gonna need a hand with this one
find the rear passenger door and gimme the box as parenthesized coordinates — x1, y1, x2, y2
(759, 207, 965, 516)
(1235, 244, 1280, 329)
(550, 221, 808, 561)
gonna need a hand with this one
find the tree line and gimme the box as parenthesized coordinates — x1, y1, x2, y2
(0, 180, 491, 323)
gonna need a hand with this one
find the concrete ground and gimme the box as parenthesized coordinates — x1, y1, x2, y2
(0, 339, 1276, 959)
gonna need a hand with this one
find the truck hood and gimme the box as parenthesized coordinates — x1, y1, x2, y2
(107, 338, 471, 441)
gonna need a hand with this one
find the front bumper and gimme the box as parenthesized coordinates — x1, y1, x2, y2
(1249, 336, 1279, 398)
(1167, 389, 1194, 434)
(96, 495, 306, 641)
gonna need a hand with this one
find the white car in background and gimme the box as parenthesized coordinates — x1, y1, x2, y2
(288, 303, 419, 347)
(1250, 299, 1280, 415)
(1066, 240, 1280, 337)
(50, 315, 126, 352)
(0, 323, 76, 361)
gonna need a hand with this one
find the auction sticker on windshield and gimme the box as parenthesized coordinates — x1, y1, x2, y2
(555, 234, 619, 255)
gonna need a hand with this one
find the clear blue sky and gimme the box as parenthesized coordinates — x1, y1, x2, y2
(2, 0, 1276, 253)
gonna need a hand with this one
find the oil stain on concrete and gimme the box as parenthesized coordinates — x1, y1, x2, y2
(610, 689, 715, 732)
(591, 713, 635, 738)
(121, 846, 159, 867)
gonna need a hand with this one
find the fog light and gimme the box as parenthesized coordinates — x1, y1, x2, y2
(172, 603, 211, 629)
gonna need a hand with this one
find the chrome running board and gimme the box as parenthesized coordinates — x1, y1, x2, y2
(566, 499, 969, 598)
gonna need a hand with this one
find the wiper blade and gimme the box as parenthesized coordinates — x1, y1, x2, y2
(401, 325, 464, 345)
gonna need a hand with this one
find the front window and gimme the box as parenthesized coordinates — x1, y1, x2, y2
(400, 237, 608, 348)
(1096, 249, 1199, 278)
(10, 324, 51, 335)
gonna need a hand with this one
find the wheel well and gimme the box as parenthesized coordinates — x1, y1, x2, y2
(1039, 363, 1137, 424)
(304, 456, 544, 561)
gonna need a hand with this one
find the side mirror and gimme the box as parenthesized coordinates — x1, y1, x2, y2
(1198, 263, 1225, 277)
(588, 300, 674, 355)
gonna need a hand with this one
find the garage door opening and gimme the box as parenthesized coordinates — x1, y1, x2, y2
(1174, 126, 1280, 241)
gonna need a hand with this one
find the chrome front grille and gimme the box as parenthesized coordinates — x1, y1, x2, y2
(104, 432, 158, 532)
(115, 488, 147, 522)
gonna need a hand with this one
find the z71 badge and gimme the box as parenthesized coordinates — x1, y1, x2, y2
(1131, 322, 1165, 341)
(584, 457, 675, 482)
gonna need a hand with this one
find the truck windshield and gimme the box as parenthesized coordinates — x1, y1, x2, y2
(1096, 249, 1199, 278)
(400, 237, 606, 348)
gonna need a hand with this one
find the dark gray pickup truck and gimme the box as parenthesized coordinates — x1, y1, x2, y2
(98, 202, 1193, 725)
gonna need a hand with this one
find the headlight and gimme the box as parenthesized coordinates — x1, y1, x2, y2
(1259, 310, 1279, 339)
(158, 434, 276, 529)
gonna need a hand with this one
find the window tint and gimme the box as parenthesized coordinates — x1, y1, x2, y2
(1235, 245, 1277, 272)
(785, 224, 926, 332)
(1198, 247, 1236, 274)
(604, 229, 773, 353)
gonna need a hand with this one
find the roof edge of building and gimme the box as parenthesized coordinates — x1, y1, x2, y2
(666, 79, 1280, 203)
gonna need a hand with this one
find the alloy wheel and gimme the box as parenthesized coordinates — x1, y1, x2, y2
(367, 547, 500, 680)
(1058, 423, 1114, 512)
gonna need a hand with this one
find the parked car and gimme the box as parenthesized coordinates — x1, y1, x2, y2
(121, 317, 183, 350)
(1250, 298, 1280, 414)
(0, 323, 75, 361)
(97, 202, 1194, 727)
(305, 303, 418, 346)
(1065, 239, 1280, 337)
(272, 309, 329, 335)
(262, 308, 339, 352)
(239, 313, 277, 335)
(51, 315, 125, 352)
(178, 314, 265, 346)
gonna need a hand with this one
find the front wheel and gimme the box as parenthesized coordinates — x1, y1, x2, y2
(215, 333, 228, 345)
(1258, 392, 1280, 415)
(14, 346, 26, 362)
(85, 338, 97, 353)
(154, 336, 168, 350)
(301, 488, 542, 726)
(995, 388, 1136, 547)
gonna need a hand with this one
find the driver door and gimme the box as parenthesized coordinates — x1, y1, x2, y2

□ □ □ □

Problem description: The expected output is an exact copy of all the records above.

Exercise output:
gonna need a hand with this one
find the rear passenger door and gimme the box as parenthesized coordinates — x1, y1, x2, y2
(759, 207, 965, 516)
(1235, 244, 1280, 329)
(550, 221, 808, 561)
gonna need a hand with this one
find the tree line and gimme the box as parenthesized coordinates — x1, y1, x2, y2
(0, 180, 491, 323)
gonna need a hand with this one
find the concrete ground and gimme the box as parenthesized coordinates — x1, y1, x2, y2
(0, 339, 1276, 959)
gonna need a hand with this one
find the truck hood and gimme the box as parenthesized coordinates — x1, y1, x2, y2
(107, 338, 471, 441)
gonna need a hand with this one
find the front bumper and gimme the box as parenthesized coordinates — x1, y1, x2, y2
(1249, 336, 1279, 398)
(1167, 389, 1194, 434)
(96, 495, 306, 641)
gonna need a hand with this one
find the white car in background and gimme the box as parenthesized coordinates — x1, y1, x2, y2
(288, 303, 419, 347)
(1250, 299, 1280, 415)
(1066, 240, 1280, 337)
(50, 315, 126, 352)
(0, 323, 76, 361)
gonna need a hand with this one
find the auction sticker on windshield and gimme the box as parenthesized coordinates — x1, y1, x2, y2
(555, 234, 619, 255)
gonna need a hand with this one
find the clear blue sky and gimme the box as parenthesized coordinates — x1, y1, x2, y2
(2, 0, 1276, 253)
gonna need a hand with this one
find the oil stain on concrete and gimme the box as parenthesized coordinates — x1, y1, x2, y2
(610, 689, 715, 732)
(591, 713, 635, 738)
(121, 846, 159, 867)
gonna need a hand with this one
find the fog light and gimme the box as parenthesized coordinates — x1, y1, x2, y2
(172, 603, 211, 629)
gonna need a hand with this one
find the chrome running board and gimme the box as parenthesized coordinates — x1, y1, x2, y2
(566, 499, 969, 598)
gonna need a hand with this one
find the wiper blade and gimme the box as parenthesized coordinates — x1, y1, x2, y2
(401, 325, 464, 345)
gonna need a hand with this one
find the front window and gimme the box as parenthesized coordinates — x1, y1, x2, y2
(400, 237, 608, 348)
(1096, 249, 1199, 278)
(10, 324, 51, 335)
gonna need a hand with this one
find the wheel well and gimme the box as parenthesized coordinates — x1, y1, x2, y2
(1039, 363, 1137, 424)
(304, 456, 544, 561)
gonna need a hand with this one
find the side mirror and gimme the box as parenthesized coordinates — x1, y1, x2, y2
(1198, 263, 1225, 277)
(588, 300, 674, 355)
gonna need a hand with this one
find the garage door opening and gimme the box as parenthesized coordinates — x1, y1, x2, y2
(1174, 126, 1280, 241)
gonna need a hand with this one
find the chrome front grille and gimme the box as parenthesized coordinates — x1, y1, x2, y2
(104, 432, 158, 532)
(115, 488, 147, 522)
gonna need a hand with this one
find the z71 badge and gimme the box as parenthesized coordinates — x1, y1, x2, y2
(1131, 322, 1165, 341)
(584, 457, 675, 482)
gonna need a hand with this one
find the truck windshield and gimme the box as parenthesized coordinates — x1, y1, x2, y2
(1096, 249, 1199, 278)
(400, 237, 606, 348)
gonna need a hand with this one
find the dark gray pickup truck and gimme the box as parenthesized coordinates — x1, y1, x2, y2
(98, 202, 1193, 725)
gonna need a hand with this one
find the headlight and gimme the box as parenthesized coordinates — x1, y1, x2, y2
(1259, 310, 1279, 339)
(158, 434, 276, 529)
gonna need a hand with this one
find the window tint and gimme the box as parenthesized coordinates — x1, y1, x2, y2
(1235, 245, 1277, 272)
(785, 224, 926, 332)
(1198, 247, 1236, 274)
(604, 229, 773, 353)
gonna need a hand with this one
find the roof edge of building and gimme the box as parenthesized coordinates — x1, y1, x2, y2
(666, 79, 1280, 203)
gonna need a hand with this one
find the alloy wheel and gimme the box as parenthesized coordinates — x1, y1, x2, y2
(367, 547, 500, 680)
(1058, 423, 1114, 512)
gonna need a hand with this one
find the parked car and gimme the box as parenthesized coordinates — x1, y1, x2, y2
(121, 317, 183, 350)
(1250, 298, 1280, 414)
(0, 323, 75, 361)
(97, 202, 1194, 727)
(305, 303, 418, 346)
(1065, 239, 1280, 337)
(272, 309, 329, 335)
(262, 308, 339, 352)
(239, 313, 277, 335)
(51, 315, 125, 352)
(178, 314, 265, 346)
gonna need a hand with this one
find the front wheel and gimme the box as parenthesized coordinates — x1, y1, x2, y2
(215, 333, 228, 345)
(1258, 392, 1280, 415)
(14, 346, 26, 362)
(85, 338, 97, 353)
(154, 336, 168, 350)
(301, 488, 542, 726)
(995, 388, 1136, 547)
gonna need a hand with this one
find the driver door and gimme the box as parenthesized coordinates — x1, y1, x2, y2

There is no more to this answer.